— WHAT YOU HAVE TO DO —
Count the lines in the records below that contain the word "black", treating case as significant, and reply with the number alone.

___ SUPPLIED RECORDS ___

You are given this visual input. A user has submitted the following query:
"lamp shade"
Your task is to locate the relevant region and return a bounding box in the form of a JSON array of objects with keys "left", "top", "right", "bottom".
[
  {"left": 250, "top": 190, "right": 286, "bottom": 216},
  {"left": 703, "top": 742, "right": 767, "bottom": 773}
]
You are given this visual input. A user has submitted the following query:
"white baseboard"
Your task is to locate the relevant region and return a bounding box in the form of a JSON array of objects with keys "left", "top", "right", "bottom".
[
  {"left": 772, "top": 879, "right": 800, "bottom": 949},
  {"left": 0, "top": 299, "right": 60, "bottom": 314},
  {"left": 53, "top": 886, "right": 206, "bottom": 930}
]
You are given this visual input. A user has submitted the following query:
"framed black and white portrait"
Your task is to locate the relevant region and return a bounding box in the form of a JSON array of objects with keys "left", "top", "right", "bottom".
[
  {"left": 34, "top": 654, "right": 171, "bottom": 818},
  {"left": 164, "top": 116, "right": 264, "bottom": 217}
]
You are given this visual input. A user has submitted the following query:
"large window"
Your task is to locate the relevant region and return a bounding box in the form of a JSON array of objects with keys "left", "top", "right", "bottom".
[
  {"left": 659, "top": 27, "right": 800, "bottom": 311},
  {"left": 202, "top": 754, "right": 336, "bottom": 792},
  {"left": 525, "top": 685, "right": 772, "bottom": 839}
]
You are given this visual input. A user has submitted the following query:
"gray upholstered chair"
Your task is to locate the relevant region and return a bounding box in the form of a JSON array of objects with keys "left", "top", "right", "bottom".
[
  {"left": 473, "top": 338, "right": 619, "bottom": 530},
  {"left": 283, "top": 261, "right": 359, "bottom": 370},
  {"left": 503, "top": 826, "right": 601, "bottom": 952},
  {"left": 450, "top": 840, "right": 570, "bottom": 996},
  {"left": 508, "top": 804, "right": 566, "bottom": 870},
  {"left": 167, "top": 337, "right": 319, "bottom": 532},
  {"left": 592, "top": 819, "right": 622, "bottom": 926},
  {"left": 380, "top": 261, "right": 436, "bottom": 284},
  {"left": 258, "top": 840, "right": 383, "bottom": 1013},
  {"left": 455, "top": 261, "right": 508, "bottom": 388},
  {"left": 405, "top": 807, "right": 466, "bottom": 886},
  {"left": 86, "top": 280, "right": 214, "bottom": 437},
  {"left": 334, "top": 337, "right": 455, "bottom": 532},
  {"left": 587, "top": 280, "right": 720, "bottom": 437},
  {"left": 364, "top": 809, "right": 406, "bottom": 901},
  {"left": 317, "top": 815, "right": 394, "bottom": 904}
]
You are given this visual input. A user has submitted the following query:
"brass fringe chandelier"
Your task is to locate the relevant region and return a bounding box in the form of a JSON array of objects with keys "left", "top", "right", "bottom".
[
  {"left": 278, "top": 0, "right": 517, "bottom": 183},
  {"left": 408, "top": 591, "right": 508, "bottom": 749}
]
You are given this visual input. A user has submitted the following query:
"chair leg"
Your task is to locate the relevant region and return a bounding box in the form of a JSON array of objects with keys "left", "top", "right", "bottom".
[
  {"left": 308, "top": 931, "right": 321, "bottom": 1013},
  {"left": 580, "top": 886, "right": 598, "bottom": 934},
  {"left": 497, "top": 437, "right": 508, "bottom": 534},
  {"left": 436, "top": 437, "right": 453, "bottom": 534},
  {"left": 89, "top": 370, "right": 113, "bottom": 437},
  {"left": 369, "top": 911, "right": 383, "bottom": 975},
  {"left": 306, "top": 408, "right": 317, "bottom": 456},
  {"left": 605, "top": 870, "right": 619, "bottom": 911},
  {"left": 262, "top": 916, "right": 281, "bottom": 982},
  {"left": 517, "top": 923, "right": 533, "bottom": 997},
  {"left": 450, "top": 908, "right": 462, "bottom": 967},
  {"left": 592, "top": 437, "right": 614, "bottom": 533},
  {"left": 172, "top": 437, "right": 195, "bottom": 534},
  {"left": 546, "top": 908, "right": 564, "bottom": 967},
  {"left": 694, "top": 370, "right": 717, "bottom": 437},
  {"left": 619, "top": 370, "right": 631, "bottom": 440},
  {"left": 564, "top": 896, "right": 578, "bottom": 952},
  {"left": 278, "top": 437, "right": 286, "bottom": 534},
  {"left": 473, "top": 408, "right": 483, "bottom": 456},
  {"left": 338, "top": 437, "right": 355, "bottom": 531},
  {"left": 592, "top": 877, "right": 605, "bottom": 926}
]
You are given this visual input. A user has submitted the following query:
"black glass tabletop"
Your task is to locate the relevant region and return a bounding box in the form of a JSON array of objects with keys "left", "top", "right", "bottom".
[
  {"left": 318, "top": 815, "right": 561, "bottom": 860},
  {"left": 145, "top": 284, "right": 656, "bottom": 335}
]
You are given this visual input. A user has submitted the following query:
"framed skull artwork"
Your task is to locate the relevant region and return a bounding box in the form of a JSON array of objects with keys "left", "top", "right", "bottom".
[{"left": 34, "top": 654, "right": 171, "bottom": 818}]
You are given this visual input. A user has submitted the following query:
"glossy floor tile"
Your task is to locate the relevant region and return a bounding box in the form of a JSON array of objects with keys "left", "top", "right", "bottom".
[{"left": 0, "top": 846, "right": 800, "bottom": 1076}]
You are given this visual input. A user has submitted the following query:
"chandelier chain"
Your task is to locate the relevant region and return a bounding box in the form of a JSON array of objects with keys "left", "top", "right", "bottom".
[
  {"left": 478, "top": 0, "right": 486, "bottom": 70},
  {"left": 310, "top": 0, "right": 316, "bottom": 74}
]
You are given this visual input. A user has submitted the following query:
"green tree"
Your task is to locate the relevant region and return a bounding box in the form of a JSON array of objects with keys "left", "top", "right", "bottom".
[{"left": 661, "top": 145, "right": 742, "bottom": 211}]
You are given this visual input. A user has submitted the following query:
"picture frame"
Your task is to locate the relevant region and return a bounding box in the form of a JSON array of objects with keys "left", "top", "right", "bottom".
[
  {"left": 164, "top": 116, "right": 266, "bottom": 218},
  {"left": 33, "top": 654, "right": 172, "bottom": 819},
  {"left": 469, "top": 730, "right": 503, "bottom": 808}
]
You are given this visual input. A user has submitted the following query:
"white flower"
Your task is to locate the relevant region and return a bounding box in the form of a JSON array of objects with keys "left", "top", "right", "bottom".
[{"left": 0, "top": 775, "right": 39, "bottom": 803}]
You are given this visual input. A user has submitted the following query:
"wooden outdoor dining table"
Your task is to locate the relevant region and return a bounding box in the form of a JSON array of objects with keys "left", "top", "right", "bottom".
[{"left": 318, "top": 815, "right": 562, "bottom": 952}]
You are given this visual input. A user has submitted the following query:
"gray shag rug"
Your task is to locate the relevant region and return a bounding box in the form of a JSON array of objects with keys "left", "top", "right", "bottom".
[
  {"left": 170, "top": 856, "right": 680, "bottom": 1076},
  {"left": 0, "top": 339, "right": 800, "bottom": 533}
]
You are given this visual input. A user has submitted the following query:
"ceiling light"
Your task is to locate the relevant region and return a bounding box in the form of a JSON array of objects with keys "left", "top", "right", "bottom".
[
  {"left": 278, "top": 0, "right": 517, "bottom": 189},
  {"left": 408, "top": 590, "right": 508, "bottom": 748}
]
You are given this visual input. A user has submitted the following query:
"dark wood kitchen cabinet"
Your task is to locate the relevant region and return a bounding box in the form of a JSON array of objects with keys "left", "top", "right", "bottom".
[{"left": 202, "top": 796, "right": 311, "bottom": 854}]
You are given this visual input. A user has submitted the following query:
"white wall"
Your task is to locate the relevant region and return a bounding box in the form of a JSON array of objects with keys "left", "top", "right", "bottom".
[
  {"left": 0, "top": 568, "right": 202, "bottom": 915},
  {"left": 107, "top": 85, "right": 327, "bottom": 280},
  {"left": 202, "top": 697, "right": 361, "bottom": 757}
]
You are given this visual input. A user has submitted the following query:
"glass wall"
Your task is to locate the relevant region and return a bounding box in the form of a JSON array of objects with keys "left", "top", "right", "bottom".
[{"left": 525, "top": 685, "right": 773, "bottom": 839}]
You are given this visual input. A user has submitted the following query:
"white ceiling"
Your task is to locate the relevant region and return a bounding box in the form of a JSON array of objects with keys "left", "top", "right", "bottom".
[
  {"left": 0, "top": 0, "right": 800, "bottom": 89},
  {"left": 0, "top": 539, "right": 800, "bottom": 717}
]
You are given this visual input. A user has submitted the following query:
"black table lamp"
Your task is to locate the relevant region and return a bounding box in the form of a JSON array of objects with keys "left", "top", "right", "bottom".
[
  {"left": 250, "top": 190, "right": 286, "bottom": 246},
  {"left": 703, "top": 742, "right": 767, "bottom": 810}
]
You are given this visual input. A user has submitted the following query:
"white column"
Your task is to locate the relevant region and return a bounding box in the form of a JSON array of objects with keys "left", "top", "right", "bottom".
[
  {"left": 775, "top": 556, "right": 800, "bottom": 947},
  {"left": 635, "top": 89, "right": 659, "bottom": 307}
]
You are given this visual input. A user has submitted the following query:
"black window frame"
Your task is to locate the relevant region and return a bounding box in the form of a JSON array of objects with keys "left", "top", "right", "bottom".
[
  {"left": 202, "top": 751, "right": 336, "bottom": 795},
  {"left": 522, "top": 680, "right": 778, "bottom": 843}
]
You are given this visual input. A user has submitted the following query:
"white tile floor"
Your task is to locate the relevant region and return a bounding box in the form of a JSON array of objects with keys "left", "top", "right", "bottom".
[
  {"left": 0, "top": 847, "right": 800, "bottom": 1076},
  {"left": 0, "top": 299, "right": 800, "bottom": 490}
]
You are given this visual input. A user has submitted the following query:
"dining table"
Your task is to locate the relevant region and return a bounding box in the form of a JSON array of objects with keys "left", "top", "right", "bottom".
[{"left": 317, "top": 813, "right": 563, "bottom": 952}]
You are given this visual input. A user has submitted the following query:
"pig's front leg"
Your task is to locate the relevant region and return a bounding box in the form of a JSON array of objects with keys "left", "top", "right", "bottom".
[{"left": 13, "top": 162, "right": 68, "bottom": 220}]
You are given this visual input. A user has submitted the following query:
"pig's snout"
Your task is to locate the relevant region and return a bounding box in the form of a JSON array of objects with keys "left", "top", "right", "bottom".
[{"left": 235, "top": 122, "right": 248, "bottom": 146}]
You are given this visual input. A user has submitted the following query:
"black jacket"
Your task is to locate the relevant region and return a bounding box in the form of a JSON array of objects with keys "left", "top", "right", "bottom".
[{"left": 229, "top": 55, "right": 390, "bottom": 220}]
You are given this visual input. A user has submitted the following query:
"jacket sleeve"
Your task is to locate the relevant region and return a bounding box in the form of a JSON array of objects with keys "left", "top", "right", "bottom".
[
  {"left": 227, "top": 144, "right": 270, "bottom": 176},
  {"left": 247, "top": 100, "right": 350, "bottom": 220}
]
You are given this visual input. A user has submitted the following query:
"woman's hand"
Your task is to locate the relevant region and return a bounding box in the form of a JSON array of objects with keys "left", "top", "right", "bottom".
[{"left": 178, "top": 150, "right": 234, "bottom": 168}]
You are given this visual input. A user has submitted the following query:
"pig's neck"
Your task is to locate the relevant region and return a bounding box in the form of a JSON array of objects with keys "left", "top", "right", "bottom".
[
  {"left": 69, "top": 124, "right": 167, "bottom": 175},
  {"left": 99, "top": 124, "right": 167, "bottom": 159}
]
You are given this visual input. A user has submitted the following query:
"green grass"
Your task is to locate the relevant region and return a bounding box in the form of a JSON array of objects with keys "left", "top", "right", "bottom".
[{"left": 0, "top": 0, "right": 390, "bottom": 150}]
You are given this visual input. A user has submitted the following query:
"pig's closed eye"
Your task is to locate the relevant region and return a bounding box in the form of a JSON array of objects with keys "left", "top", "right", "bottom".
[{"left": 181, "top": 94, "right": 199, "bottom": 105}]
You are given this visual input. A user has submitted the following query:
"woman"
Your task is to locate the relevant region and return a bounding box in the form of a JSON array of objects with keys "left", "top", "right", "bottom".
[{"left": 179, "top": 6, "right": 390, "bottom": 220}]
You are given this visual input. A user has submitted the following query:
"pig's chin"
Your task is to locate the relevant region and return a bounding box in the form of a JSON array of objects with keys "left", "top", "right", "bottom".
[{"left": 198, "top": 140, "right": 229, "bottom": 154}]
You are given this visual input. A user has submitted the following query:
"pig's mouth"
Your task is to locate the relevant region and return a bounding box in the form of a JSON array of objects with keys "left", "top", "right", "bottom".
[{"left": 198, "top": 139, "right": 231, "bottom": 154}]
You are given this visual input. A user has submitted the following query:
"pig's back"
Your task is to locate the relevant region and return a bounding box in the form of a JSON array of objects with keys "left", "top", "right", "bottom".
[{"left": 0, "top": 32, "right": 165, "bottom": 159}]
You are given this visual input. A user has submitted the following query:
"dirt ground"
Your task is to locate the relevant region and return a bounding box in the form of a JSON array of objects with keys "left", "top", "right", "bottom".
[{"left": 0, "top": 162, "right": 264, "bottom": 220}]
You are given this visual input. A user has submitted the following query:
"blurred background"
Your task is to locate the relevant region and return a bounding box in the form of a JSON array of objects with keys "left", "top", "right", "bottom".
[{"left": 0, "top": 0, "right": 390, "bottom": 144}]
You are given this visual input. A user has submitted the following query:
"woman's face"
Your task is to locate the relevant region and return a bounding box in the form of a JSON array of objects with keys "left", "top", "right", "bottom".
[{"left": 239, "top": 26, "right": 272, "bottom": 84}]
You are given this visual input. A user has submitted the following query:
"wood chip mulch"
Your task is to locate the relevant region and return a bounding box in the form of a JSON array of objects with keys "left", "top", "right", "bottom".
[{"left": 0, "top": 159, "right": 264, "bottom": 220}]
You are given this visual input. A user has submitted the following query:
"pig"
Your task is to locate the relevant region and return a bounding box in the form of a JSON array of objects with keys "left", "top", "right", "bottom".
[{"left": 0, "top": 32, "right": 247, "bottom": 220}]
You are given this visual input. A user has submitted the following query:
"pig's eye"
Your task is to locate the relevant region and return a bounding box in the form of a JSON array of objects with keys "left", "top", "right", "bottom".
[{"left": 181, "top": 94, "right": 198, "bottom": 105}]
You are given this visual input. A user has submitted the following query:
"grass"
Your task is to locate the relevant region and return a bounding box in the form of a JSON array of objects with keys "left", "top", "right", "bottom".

___

— RESPONSE BELOW —
5